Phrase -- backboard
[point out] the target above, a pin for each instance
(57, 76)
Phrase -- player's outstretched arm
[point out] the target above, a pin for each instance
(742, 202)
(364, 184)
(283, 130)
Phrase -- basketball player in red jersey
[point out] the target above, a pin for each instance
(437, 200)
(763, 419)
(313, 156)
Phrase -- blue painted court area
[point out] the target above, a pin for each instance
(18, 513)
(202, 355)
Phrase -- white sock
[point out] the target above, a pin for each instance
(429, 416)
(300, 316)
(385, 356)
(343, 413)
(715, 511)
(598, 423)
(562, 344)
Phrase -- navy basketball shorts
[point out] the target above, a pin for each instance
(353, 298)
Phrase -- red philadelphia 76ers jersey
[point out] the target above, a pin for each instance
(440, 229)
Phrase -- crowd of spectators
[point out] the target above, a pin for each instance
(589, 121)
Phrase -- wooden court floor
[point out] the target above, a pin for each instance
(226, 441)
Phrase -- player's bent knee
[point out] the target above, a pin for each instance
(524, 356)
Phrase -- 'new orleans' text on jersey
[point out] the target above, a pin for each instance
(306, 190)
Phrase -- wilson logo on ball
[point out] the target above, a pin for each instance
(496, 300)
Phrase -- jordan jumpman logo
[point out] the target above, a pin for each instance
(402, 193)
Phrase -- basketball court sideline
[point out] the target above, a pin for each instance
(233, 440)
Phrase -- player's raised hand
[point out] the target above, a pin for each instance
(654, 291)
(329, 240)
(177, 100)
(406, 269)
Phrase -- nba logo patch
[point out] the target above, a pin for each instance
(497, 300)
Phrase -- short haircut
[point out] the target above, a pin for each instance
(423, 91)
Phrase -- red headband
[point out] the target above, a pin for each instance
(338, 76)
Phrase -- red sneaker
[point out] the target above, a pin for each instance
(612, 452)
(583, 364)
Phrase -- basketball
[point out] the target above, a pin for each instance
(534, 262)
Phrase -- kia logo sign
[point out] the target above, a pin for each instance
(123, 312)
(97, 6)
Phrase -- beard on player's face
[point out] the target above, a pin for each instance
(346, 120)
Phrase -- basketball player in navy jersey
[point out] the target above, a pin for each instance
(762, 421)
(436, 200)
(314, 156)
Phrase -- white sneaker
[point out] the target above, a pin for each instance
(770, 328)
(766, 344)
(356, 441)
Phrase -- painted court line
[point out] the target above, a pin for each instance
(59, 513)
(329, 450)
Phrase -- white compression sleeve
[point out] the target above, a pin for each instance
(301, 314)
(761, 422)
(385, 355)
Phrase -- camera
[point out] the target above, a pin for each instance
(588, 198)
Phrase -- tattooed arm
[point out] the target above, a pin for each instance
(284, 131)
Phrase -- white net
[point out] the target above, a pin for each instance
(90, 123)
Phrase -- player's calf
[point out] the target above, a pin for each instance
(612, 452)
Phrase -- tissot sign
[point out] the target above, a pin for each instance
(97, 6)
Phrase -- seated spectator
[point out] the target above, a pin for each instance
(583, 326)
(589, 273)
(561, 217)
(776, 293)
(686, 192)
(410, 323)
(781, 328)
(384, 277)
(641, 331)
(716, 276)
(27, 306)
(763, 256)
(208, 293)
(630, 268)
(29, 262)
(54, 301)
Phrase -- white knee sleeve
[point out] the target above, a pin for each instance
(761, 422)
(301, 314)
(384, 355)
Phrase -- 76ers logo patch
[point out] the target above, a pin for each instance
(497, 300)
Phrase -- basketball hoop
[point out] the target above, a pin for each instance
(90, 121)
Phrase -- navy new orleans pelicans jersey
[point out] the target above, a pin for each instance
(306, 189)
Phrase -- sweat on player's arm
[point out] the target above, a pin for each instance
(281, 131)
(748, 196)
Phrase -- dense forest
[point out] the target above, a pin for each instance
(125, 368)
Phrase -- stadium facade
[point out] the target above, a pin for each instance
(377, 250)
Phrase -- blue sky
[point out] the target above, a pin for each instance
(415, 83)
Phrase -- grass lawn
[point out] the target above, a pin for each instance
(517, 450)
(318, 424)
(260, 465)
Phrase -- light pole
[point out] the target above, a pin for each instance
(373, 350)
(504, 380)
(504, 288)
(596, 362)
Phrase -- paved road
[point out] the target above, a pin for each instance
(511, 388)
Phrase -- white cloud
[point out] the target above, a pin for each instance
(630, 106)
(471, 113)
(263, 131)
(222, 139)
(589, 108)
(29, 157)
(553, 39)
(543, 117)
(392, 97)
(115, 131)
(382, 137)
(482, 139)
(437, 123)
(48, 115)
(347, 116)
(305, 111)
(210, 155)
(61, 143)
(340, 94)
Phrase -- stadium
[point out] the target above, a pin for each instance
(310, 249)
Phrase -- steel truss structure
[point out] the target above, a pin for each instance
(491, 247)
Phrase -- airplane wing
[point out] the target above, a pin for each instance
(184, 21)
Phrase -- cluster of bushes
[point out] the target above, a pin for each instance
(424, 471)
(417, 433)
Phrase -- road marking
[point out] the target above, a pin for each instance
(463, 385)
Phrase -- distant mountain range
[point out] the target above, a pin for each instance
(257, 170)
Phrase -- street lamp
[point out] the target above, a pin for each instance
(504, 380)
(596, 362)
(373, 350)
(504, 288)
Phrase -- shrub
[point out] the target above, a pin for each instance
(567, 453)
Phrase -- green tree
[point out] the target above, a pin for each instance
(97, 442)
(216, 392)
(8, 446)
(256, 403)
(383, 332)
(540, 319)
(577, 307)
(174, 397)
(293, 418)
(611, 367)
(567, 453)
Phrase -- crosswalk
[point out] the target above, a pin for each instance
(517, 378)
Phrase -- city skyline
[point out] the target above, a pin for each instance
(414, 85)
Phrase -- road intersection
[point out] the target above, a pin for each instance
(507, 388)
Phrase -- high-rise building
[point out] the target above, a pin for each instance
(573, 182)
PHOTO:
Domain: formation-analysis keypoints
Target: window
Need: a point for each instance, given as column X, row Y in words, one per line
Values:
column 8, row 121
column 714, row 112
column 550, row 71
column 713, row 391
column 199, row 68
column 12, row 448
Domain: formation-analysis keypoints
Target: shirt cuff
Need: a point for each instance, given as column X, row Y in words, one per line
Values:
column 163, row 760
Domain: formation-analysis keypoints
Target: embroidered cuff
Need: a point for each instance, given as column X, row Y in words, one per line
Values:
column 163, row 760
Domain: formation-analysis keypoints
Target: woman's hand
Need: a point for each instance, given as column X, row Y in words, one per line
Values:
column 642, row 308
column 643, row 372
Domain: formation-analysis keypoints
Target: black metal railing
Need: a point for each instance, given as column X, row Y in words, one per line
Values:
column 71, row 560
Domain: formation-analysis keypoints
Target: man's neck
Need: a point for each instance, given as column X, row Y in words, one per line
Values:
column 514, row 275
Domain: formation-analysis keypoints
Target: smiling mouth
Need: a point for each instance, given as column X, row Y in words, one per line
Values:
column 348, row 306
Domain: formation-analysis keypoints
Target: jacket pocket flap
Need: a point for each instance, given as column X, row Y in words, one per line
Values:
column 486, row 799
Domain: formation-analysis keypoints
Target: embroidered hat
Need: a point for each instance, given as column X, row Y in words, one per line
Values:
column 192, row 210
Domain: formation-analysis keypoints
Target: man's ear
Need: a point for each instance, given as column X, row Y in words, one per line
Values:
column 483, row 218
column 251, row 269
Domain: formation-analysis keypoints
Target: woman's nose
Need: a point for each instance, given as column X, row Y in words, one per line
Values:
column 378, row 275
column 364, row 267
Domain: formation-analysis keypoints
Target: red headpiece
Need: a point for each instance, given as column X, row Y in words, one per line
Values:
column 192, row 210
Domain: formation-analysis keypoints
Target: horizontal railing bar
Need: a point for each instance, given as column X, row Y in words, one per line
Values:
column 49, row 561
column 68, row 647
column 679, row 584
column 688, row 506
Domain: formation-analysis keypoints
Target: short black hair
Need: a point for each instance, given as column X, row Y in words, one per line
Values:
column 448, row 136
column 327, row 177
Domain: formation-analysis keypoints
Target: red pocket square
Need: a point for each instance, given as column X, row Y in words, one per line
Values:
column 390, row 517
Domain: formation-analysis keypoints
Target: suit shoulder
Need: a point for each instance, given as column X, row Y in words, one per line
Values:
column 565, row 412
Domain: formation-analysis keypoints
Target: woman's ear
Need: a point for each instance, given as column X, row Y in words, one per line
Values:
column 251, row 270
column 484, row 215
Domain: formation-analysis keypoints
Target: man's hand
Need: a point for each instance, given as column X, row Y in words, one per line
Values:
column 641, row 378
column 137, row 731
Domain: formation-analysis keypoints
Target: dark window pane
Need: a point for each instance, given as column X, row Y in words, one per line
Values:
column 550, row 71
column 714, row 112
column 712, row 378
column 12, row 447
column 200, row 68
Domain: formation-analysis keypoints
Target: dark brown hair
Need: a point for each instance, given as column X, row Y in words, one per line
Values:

Problem description » Reproduce the lines from the line with "Phrase -- shrub" to the line with "column 71, row 560", changing "green tree" to "leafy tree" and leaving everything else unchanged.

Output for this task »
Phrase -- shrub
[point out] the target above, a pin for each instance
(567, 453)
Phrase -- leafy tree
[point out] the target above, a pin for each instance
(97, 442)
(216, 392)
(8, 446)
(256, 403)
(383, 332)
(540, 319)
(577, 307)
(174, 397)
(293, 418)
(611, 367)
(567, 453)
Phrase -- crosswalk
[point out] the target above, a pin for each instance
(517, 378)
Phrase -- city skyline
[point out] the target above, a pin for each instance
(414, 85)
Phrase -- road intersection
[point out] the target above, a pin for each instance
(507, 388)
Phrase -- high-rise building
[point out] the target above, a pin for each instance
(573, 182)
PHOTO:
Domain: formation-analysis keypoints
Target: window
Need: a point for each instance, given as column X, row Y in words, one per line
Values:
column 8, row 121
column 714, row 112
column 550, row 71
column 713, row 391
column 199, row 68
column 12, row 448
Domain: formation-analysis keypoints
Target: shirt cuff
Need: a point for each instance, given as column X, row Y in words, one per line
Values:
column 163, row 760
Domain: formation-analysis keypoints
Target: embroidered cuff
Need: a point for each instance, given as column X, row Y in words, one per line
Values:
column 163, row 760
Domain: formation-analysis keypoints
Target: woman's hand
Need: a point for each instance, given as column X, row Y in words, one per line
Values:
column 642, row 308
column 643, row 372
Domain: formation-analysis keypoints
Target: black metal railing
Need: a point for each instance, given as column X, row Y in words, one per line
Values:
column 71, row 560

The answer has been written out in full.